How to complete this task:
Would you please restate every record exactly as written?

Stored entries
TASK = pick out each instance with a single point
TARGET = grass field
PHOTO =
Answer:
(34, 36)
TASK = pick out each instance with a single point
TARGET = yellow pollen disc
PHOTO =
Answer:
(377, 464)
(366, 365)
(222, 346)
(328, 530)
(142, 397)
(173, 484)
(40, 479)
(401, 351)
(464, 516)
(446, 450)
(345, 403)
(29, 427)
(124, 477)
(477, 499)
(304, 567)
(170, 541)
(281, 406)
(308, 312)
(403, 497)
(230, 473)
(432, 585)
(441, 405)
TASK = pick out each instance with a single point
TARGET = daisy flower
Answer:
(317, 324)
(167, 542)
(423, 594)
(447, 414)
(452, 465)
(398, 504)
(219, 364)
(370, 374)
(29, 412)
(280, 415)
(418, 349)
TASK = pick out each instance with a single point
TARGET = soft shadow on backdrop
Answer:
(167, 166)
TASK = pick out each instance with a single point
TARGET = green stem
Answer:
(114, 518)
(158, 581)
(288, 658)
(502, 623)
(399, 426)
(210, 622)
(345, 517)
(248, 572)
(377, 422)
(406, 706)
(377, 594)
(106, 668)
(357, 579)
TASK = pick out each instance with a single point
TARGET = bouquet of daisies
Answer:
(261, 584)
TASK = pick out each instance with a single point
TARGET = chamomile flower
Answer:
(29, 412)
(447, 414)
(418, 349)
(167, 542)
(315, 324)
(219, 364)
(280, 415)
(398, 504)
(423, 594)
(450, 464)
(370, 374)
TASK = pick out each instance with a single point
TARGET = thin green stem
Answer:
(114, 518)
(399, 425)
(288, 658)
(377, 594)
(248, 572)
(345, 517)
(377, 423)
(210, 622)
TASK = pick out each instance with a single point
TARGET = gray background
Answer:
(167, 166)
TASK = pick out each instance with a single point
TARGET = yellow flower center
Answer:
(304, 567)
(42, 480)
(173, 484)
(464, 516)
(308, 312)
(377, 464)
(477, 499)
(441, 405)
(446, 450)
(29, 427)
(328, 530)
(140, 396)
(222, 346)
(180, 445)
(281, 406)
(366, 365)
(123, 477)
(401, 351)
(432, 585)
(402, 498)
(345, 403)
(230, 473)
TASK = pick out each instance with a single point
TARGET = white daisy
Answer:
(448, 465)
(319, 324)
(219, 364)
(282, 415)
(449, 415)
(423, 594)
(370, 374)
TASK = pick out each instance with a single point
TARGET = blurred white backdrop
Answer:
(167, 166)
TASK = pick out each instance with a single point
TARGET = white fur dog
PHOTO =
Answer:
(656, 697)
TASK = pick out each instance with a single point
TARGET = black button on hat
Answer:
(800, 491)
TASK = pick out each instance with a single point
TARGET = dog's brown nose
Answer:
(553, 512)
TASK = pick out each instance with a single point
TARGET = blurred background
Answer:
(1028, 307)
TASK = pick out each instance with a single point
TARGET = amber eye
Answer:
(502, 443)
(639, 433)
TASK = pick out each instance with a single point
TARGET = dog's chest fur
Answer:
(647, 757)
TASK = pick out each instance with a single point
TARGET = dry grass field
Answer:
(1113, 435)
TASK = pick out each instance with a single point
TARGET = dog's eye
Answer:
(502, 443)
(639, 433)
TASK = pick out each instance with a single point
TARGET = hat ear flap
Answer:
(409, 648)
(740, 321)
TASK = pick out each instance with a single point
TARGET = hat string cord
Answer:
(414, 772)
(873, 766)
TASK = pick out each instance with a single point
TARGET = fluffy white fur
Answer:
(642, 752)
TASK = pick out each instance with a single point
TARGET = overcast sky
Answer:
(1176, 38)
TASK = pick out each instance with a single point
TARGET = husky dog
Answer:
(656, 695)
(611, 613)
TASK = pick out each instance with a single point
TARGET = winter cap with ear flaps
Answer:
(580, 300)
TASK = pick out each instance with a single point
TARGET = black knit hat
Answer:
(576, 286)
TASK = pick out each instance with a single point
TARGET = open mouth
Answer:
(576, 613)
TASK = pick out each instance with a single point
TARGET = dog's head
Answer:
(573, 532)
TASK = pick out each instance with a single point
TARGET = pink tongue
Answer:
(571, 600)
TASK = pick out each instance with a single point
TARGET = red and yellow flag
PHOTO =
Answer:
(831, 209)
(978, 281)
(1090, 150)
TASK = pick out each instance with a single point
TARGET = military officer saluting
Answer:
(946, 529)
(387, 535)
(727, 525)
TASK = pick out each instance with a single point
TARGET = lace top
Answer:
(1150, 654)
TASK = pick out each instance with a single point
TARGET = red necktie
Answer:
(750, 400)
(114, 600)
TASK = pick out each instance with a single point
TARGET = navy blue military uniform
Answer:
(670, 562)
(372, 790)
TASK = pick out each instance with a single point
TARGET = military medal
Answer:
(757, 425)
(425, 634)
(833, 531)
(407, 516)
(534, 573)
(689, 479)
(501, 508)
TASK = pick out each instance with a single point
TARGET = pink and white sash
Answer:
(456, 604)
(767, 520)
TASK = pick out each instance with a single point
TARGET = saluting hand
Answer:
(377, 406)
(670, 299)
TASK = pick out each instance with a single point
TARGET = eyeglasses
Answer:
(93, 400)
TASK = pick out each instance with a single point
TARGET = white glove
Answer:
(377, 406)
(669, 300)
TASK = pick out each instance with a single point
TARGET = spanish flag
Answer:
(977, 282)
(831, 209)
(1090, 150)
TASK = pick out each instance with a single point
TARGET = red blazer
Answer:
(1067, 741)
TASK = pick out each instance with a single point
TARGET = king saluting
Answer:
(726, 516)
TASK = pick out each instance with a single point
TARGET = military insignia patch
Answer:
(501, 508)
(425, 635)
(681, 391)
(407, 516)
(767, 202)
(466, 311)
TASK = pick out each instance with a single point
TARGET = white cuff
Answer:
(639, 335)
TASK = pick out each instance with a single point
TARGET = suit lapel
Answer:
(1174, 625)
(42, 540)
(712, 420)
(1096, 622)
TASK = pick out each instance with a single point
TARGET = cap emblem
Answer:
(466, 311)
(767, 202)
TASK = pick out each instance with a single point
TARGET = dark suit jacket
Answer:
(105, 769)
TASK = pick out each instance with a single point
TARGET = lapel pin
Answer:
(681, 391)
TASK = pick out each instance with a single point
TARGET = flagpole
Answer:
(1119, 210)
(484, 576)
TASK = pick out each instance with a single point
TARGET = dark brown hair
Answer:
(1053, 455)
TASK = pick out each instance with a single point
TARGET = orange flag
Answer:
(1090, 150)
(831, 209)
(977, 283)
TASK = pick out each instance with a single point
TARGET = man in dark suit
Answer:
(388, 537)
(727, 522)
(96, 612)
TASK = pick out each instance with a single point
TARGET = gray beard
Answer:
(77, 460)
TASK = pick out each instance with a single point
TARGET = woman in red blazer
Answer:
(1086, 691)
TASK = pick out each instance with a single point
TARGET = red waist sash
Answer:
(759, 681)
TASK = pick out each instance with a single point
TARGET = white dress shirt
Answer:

Answer:
TASK = pick out each instance with a single point
TARGET = grass field
PHOTO =
Answer:
(34, 36)
TASK = pick out each instance with a single point
TARGET = yellow pollen disc
PHOTO =
Answer:
(377, 464)
(366, 365)
(222, 346)
(328, 530)
(142, 397)
(173, 484)
(40, 479)
(401, 351)
(464, 516)
(446, 450)
(345, 403)
(29, 427)
(124, 477)
(477, 499)
(304, 567)
(170, 541)
(281, 406)
(308, 312)
(403, 497)
(230, 473)
(432, 585)
(441, 405)
TASK = pick out each instance with a single point
TARGET = daisy flower
Answer:
(317, 324)
(167, 542)
(423, 594)
(447, 414)
(452, 465)
(398, 504)
(219, 364)
(370, 374)
(29, 412)
(280, 415)
(418, 349)
TASK = pick out each instance with a single point
TARGET = soft shadow on backdrop
Answer:
(167, 166)
TASK = pick out each instance with a single point
TARGET = green stem
Answer:
(114, 518)
(158, 581)
(288, 658)
(502, 623)
(399, 426)
(210, 622)
(345, 517)
(248, 572)
(377, 422)
(406, 706)
(377, 594)
(106, 668)
(357, 579)
TASK = pick out each instance with a single point
TARGET = bouquet of daisies
Answer:
(261, 584)
TASK = pick out each instance with a single point
TARGET = chamomile flower
Answer:
(29, 412)
(447, 414)
(418, 349)
(167, 542)
(315, 324)
(219, 364)
(280, 415)
(398, 504)
(423, 594)
(450, 464)
(370, 374)
TASK = pick out each instance with a single point
TARGET = thin green stem
Answer:
(114, 518)
(399, 425)
(288, 658)
(377, 594)
(248, 572)
(345, 517)
(377, 423)
(210, 622)
TASK = pick out each instance with a single point
TARGET = gray background
Answer:
(167, 166)
TASK = pick out each instance with a single point
TARGET = yellow flower center
Answer:
(304, 567)
(42, 480)
(173, 484)
(464, 516)
(308, 312)
(377, 464)
(477, 499)
(441, 405)
(446, 450)
(29, 427)
(328, 530)
(140, 396)
(222, 346)
(180, 445)
(281, 406)
(366, 365)
(123, 477)
(401, 351)
(432, 585)
(402, 498)
(345, 403)
(230, 473)
TASK = pick out each instance with a single point
TARGET = white daisy
Answer:
(448, 465)
(319, 324)
(219, 364)
(282, 415)
(449, 415)
(423, 594)
(370, 374)
TASK = pick out each instance with a single point
TARGET = blurred white backdrop
Answer:
(167, 166)
TASK = pick out each instance with a single point
TARGET = white fur dog
PHOTO =
Answer:
(656, 697)
TASK = pick out each instance with a single point
TARGET = black button on hat
Answer:
(800, 491)
TASK = pick out each instance with a single point
TARGET = dog's brown nose
Answer:
(553, 512)
TASK = pick out each instance with a single point
TARGET = blurred background
Answer:
(1028, 307)
TASK = pick out each instance with a single point
TARGET = amber eye
Answer:
(502, 443)
(639, 433)
TASK = pick out each instance with a single point
TARGET = dog's chest fur
Answer:
(647, 757)
TASK = pick out each instance with a single point
TARGET = dry grass field
Answer:
(1113, 435)
TASK = pick out each instance with a single point
TARGET = dog's eye
Answer:
(502, 443)
(639, 433)
TASK = pick out each instance with a single point
TARGET = hat ear flap
Answer:
(409, 648)
(740, 321)
TASK = pick out each instance with a single point
TARGET = hat string cord
Answer:
(414, 772)
(873, 766)
TASK = pick out each instance with a single point
TARGET = fluffy white fur
Answer:
(642, 752)
TASK = pick out each instance with a single point
TARGET = overcast sky
Answer:
(1176, 38)
TASK = pick out each instance with a single point
TARGET = husky dog
Answer:
(656, 695)
(611, 613)
TASK = pick out each instance with a single point
TARGET = winter cap with ear flaps
Answer:
(580, 300)
TASK = pick out each instance with a single point
TARGET = black knit hat
Answer:
(576, 286)
TASK = pick out each instance with a single point
TARGET = open mouth
Answer:
(576, 613)
TASK = pick out each instance with a single point
TARGET = dog's head
Answer:
(573, 532)
TASK = pick out each instance with a single point
TARGET = pink tongue
Answer:
(571, 600)
TASK = pick out each instance with a single point
TARGET = red and yellow flag
PHOTO =
Answer:
(831, 209)
(978, 281)
(1090, 150)
TASK = pick out each instance with a single point
TARGET = military officer saluting
Answer:
(946, 529)
(387, 535)
(727, 525)
TASK = pick out each instance with a single point
TARGET = lace top
Answer:
(1150, 654)
TASK = pick out each instance with a single point
TARGET = red necktie
Answer:
(750, 400)
(114, 600)
TASK = pick out each instance with a single point
TARGET = navy blue military uniform
Answer:
(670, 562)
(372, 790)
TASK = pick out each instance with a single point
TARGET = military medal
Answer:
(757, 425)
(425, 634)
(833, 531)
(407, 516)
(534, 573)
(689, 479)
(501, 508)
TASK = pick out each instance with a single point
TARGET = pink and white sash
Answer:
(456, 604)
(767, 520)
TASK = pick out each instance with a single point
TARGET = saluting hand
Answer:
(377, 406)
(670, 299)
TASK = pick out each instance with a single point
TARGET = eyeglasses
Answer:
(93, 400)
TASK = pick out each instance with a single point
TARGET = white glove
Answer:
(377, 406)
(669, 300)
TASK = pick out each instance with a single point
TARGET = spanish flag
Answer:
(977, 282)
(831, 209)
(1090, 150)
TASK = pick out each instance with a single point
TARGET = red blazer
Answer:
(1067, 741)
TASK = pick out each instance with a single point
TARGET = king saluting
Answer:
(726, 516)
TASK = pick out each instance with a single point
TARGET = military insignia patch
Answer:
(501, 508)
(425, 635)
(681, 391)
(407, 516)
(767, 202)
(466, 311)
TASK = pick out each instance with a single point
TARGET = white cuff
Answer:
(639, 335)
TASK = pick out each instance with a single point
TARGET = suit lapel
Answer:
(1174, 625)
(42, 540)
(712, 420)
(1096, 622)
TASK = pick out each instance with a single point
TARGET = cap emblem
Answer:
(466, 311)
(767, 202)
TASK = pick out each instance with a single point
TARGET = dark suit jacket
Answer:
(105, 769)
TASK = pick out each instance with a single point
TARGET = lapel pin
Answer:
(681, 391)
TASK = pick out each instance with a single point
TARGET = flagpole
Answer:
(1119, 210)
(484, 576)
TASK = pick out each instance with a single point
TARGET = dark brown hair
Answer:
(1053, 455)
TASK = pick out each instance with a single point
TARGET = orange flag
Answer:
(1090, 150)
(831, 209)
(977, 283)
TASK = pick out each instance with a single point
TARGET = man in dark suit
Answer:
(388, 537)
(727, 522)
(96, 612)
TASK = pick out each instance with a single point
TARGET = gray beard
Answer:
(77, 460)
TASK = pick out each instance with a single point
TARGET = woman in red blazer
Answer:
(1086, 691)
TASK = pick out each instance with a single point
TARGET = red waist sash
Answer:
(759, 681)
TASK = pick out each instance with a single point
TARGET = white dress shirt
Answer:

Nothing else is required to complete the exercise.